Begin

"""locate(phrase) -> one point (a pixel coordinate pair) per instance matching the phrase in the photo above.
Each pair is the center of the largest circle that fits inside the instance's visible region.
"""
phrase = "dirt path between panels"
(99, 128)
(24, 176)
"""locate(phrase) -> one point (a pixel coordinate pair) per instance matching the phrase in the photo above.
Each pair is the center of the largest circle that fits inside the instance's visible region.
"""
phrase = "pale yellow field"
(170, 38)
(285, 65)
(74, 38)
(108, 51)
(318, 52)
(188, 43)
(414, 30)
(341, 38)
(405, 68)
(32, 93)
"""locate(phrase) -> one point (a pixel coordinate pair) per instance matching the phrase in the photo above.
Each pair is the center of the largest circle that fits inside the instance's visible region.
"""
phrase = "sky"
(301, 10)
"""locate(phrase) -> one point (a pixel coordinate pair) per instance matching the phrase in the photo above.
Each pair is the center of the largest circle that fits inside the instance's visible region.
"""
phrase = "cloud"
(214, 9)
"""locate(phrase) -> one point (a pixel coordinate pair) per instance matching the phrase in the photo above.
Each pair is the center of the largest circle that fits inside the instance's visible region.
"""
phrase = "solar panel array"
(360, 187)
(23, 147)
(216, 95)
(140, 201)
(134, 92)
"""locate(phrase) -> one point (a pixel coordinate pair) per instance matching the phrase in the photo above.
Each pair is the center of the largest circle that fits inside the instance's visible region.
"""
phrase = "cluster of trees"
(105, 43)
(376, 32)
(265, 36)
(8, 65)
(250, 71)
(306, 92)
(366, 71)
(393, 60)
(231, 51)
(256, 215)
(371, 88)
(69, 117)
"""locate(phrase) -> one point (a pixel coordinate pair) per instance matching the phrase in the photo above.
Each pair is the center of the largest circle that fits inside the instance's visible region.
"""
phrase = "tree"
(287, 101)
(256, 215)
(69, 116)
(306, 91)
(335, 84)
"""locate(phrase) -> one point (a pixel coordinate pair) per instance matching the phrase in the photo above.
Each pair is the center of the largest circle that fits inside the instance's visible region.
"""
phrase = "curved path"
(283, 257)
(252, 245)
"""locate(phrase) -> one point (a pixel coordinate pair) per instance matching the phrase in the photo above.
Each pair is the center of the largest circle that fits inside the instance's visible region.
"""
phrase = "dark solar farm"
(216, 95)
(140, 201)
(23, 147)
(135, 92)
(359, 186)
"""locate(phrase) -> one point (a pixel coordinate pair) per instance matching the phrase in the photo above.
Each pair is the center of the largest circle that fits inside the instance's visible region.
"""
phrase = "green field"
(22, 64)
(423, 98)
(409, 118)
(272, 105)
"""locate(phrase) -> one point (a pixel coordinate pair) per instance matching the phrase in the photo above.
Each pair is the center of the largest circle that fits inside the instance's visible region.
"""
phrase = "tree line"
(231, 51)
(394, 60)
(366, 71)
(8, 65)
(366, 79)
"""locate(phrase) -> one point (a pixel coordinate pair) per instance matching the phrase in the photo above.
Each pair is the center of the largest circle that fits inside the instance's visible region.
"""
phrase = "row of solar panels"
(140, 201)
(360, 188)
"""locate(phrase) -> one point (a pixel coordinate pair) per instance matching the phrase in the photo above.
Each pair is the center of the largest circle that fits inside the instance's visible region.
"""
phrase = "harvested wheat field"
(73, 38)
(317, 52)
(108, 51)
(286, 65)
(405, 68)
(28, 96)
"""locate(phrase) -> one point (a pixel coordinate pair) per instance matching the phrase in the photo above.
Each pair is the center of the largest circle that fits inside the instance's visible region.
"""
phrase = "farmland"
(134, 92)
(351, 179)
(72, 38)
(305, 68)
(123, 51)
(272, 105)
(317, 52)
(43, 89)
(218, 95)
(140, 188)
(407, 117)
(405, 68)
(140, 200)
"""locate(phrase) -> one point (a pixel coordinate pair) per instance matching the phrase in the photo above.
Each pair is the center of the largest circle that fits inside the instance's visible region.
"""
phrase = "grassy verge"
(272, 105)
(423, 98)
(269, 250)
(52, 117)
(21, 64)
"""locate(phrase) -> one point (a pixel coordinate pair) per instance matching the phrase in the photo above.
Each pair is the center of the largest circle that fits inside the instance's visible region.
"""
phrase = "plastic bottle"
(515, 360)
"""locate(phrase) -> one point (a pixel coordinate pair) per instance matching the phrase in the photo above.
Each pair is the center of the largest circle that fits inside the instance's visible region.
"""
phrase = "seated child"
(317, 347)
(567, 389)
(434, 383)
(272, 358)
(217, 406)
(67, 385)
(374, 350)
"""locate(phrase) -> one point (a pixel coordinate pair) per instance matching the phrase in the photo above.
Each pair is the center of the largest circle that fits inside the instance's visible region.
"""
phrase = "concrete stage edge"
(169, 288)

End
Begin

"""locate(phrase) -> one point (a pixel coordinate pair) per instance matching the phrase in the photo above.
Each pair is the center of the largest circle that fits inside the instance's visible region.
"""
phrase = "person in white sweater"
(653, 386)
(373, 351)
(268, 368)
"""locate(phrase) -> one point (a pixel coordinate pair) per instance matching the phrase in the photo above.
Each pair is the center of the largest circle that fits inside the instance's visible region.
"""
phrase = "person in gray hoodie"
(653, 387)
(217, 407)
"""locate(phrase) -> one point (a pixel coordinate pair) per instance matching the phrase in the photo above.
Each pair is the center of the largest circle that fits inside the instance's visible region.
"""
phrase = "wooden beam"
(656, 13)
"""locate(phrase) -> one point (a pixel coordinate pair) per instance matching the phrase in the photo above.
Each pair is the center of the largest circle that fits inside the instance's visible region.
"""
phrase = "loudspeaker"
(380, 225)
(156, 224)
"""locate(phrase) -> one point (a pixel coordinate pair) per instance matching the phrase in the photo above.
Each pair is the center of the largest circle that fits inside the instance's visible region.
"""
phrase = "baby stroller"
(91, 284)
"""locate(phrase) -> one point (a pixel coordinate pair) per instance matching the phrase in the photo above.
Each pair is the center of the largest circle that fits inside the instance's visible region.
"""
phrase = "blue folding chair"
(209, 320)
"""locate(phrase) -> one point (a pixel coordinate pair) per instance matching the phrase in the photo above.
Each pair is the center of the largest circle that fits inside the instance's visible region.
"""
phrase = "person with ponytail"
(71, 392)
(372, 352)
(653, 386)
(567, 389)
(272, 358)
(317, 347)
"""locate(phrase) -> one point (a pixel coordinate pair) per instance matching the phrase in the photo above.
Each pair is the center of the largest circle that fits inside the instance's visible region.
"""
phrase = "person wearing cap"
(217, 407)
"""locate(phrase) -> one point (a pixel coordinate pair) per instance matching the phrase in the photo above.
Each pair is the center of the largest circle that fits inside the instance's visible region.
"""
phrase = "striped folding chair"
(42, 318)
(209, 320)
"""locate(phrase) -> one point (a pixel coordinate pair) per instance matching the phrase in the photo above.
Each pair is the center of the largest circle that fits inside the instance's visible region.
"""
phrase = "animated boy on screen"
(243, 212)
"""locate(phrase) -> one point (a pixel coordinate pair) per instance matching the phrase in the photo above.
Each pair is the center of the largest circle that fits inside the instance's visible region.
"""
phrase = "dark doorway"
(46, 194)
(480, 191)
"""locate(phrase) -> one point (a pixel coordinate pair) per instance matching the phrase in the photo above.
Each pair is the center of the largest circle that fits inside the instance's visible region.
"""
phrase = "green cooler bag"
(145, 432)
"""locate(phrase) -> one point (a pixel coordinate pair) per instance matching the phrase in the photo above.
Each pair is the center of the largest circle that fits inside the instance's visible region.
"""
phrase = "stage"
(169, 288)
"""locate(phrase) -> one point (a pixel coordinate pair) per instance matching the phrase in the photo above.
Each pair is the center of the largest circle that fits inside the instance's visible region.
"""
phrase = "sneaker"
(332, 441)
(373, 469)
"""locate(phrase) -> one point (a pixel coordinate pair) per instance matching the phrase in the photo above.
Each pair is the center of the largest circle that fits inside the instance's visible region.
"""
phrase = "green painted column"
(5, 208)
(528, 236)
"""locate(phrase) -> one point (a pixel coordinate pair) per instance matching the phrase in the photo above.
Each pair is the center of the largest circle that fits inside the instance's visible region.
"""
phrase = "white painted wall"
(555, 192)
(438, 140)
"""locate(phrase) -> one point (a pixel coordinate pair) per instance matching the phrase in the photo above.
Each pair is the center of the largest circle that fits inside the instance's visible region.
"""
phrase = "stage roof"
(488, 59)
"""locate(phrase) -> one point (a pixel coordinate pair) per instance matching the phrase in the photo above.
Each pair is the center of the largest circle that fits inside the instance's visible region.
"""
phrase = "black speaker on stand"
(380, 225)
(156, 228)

End

# Exercise directions:
List every line in the records that contains the word "painted".

# Exercise result:
phrase = "green painted column"
phrase = "white painted wall"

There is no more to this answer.